-- Start --
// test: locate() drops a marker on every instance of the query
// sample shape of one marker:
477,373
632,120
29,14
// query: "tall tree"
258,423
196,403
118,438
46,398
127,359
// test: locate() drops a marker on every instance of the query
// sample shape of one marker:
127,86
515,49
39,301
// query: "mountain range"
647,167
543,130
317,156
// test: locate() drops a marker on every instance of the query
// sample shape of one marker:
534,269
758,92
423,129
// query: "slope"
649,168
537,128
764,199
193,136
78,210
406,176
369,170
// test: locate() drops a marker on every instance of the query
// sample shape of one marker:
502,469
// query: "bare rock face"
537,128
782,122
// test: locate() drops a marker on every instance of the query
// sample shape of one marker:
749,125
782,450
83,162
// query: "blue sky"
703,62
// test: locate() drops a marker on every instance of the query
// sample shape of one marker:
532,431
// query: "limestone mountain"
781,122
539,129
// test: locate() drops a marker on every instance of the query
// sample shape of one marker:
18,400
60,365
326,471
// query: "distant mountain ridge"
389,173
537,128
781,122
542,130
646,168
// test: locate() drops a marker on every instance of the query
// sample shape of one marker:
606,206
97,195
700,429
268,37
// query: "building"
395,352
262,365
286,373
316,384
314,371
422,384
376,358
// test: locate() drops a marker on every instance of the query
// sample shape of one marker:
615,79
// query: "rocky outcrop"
-- End --
• [GIVEN PROBLEM]: Transcribe the whole listing exactly.

• [EXPECTED OUTPUT]:
// test: locate() drops a marker on every instance of the query
// sample shape of one marker:
477,373
632,120
29,14
// query: "tall tree"
258,423
196,403
118,438
46,398
127,359
// test: locate() drops a marker on every instance of the query
// sample shape of one marker:
127,86
515,49
39,301
// query: "mountain range"
647,167
543,130
317,156
// test: locate() drops a marker on every instance of the query
// sample shape of one marker:
534,269
758,92
423,129
// query: "slope"
649,168
537,128
764,199
193,136
78,210
406,176
369,170
// test: locate() drops a marker on every instance of the query
// sample shape of one marker:
502,469
// query: "bare rock face"
537,128
782,122
// test: locate() drops a marker on every instance of the query
// sample shape of one marker:
749,125
782,450
83,162
// query: "blue sky"
703,62
// test: locate() drops a marker on every instance of the query
// sample shape of one marker:
532,431
// query: "limestone mountain"
781,122
539,129
// test: locate() drops a marker on every instance of the query
// sample shape of one marker:
18,400
60,365
326,471
// query: "distant mountain ridge"
389,173
537,128
781,122
542,130
646,168
// test: locate() drops a marker on every instance of the query
// sample shape of one marker:
606,206
97,195
700,429
268,37
// query: "building"
395,352
262,365
286,373
316,384
314,371
422,384
376,358
// test: locate() drops a marker on every instance of the query
// sample shape of one marker:
615,79
// query: "rocky outcrop"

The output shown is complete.